Exercise instructions: The answer must consist of every record, printed exactly as it stands.

-- Supplied material follows --

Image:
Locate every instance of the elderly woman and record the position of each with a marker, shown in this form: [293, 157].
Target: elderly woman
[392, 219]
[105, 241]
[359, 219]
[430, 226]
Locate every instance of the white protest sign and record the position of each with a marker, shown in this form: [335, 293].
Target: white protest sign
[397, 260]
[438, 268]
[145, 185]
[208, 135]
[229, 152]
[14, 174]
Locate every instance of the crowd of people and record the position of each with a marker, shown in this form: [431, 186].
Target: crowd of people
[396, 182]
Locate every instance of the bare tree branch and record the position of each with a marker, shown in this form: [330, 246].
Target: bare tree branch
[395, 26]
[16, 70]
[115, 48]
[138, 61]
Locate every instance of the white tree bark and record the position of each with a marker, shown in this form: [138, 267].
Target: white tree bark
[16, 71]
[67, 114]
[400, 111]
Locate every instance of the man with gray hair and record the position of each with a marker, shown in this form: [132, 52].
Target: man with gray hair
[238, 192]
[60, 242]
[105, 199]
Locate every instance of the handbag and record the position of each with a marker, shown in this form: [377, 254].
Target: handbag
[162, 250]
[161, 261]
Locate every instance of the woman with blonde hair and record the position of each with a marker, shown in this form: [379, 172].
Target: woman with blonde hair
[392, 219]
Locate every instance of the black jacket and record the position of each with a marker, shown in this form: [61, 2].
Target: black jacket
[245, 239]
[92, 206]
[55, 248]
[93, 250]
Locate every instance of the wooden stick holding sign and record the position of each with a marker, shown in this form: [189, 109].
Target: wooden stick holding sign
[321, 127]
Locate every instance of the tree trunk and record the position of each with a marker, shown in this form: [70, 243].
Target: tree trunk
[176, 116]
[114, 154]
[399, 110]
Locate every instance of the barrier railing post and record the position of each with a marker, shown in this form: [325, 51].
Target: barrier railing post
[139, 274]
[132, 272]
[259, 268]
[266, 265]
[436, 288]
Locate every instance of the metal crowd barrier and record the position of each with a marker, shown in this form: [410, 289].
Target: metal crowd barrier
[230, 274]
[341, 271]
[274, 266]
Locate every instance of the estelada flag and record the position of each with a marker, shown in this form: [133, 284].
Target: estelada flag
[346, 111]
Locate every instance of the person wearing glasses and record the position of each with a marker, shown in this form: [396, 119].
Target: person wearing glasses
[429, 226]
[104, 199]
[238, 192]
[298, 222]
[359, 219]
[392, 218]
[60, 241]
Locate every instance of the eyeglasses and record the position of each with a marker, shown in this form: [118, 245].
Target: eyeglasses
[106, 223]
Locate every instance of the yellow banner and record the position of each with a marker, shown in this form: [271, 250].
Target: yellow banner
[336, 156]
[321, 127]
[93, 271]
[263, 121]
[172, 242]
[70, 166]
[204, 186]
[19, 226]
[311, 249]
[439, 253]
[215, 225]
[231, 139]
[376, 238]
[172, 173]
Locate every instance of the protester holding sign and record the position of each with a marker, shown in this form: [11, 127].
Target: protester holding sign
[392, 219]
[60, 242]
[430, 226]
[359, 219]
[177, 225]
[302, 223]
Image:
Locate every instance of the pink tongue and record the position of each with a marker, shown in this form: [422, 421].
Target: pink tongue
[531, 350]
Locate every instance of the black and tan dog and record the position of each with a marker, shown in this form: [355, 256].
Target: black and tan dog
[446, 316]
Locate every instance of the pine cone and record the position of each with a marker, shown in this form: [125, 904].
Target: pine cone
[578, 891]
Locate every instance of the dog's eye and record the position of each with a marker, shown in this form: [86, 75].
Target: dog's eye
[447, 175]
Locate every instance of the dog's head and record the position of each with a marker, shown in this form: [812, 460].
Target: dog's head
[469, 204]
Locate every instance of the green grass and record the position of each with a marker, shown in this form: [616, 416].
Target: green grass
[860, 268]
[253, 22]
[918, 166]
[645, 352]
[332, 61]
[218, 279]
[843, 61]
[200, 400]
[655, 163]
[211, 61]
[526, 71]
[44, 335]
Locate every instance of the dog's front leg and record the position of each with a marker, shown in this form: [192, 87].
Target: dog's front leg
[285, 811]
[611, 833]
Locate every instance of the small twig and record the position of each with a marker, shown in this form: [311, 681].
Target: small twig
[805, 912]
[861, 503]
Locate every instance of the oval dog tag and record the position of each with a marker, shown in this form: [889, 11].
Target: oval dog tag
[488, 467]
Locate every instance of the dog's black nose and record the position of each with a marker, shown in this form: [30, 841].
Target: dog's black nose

-- Supplied material concluded --

Completed task:
Image:
Locate every instance of the elderly woman and record the position of each with a marker, shown in this form: [293, 157].
Target: elderly woman
[392, 219]
[105, 241]
[359, 219]
[430, 226]
Locate every instance of the white protest sign and record the position of each with a marker, shown in this form: [335, 293].
Target: white protest sign
[397, 260]
[438, 268]
[145, 185]
[208, 135]
[229, 152]
[14, 174]
Locate every instance of the crowd of people and record the position of each with a marker, shown in this form: [431, 186].
Target: crowd of people
[396, 182]
Locate every instance of the bare tree branch and record the position of each with a marker, shown in this form: [330, 246].
Target: bare tree branch
[395, 26]
[16, 70]
[115, 48]
[138, 61]
Locate every instance of the white tree bark and record the position of each with a marker, shown in this form: [138, 267].
Target: white tree bark
[16, 71]
[67, 114]
[400, 111]
Locate every instance of the man with gray hair and record the position of each with a marker, shown in this form: [132, 52].
Target: man with gray hair
[238, 192]
[60, 242]
[105, 199]
Locate every instance of the handbag and record the position of each with a marker, shown in this form: [377, 254].
Target: handbag
[162, 250]
[161, 261]
Locate every instance of the woman with blonde hair and record the position of each with a marker, shown in this form: [379, 172].
Target: woman with blonde hair
[392, 219]
Locate every instance of the black jacket and record the position of each with a marker, shown in this form: [61, 2].
Target: black jacket
[245, 239]
[92, 206]
[55, 248]
[93, 250]
Locate every instance of the wooden stick holding sign and record the position of each with a marker, shown in this form: [189, 109].
Target: wooden stick holding sign
[321, 127]
Locate every instance of the tree trunk and record the position of each with a marker, shown in this form: [70, 243].
Target: tree trunk
[176, 116]
[114, 154]
[399, 110]
Locate every instance of the barrier railing post and record the position of each with a marker, shown in this form: [325, 51].
Target: barrier railing post
[139, 274]
[132, 272]
[259, 268]
[266, 265]
[436, 288]
Locate every instance of the metal crowd barrier and record the position of each with a marker, shown in this form: [410, 289].
Target: metal crowd barrier
[230, 274]
[341, 271]
[274, 266]
Locate every instance of the estelada flag and record the position of each with a marker, shown in this form: [133, 284].
Target: estelada flag
[346, 111]
Locate every instance of the person wearing glasses and record the position of each with a marker, shown in this form: [396, 119].
Target: person wearing glasses
[429, 226]
[104, 199]
[238, 192]
[298, 222]
[359, 219]
[392, 218]
[60, 241]
Locate every instance of the eyeglasses and record the position of each with a marker, shown in this form: [118, 245].
Target: eyeglasses
[106, 223]
Locate every instance of the yellow banner and record the position of each with a marker, shown in this form: [271, 250].
Target: yellow banner
[336, 156]
[321, 127]
[93, 271]
[263, 121]
[172, 242]
[70, 166]
[204, 186]
[19, 226]
[311, 249]
[439, 253]
[215, 225]
[231, 139]
[376, 238]
[172, 173]
Locate every instance of the protester holding sign and record the position of each with a marker, shown in this form: [11, 127].
Target: protester holding sign
[392, 219]
[60, 242]
[430, 226]
[359, 219]
[177, 225]
[302, 223]
Image:
Locate every instance of the pink tongue and record the position of each with a marker, shown in this form: [422, 421].
Target: pink tongue
[531, 350]
Locate every instance of the black and tan dog and record the position of each with a marker, shown in this form: [355, 256].
Target: black and tan dog
[446, 316]
Locate every instance of the pine cone and record the position of each with a marker, shown in this form: [125, 904].
Target: pine cone
[578, 891]
Locate every instance of the dog's eye and record the position of each with a marker, shown in this form: [86, 75].
Target: dog's eye
[447, 175]
Locate every instance of the dog's head and record the position of each with a marker, shown in this form: [812, 460].
Target: dog's head
[469, 204]
Locate every instance of the green grass and record the position of each with a marker, shown in this form: [616, 416].
Target: green grass
[860, 268]
[253, 22]
[918, 166]
[645, 352]
[332, 61]
[218, 279]
[843, 61]
[200, 400]
[655, 163]
[211, 61]
[526, 71]
[44, 335]
Locate every instance of the dog's front leg and record the position of each with a marker, shown in this form: [192, 87].
Target: dog's front leg
[285, 811]
[611, 833]
Locate every instance of the small twig and record the position of each with a marker, shown in this form: [311, 681].
Target: small twig
[805, 912]
[861, 503]
Locate every instance of the oval dog tag and record the position of each with a marker, shown in this form: [889, 11].
Target: oval dog tag
[488, 467]
Locate every instance of the dog's black nose and record the position of each with a marker, shown in this form: [30, 841].
Target: dog's black nose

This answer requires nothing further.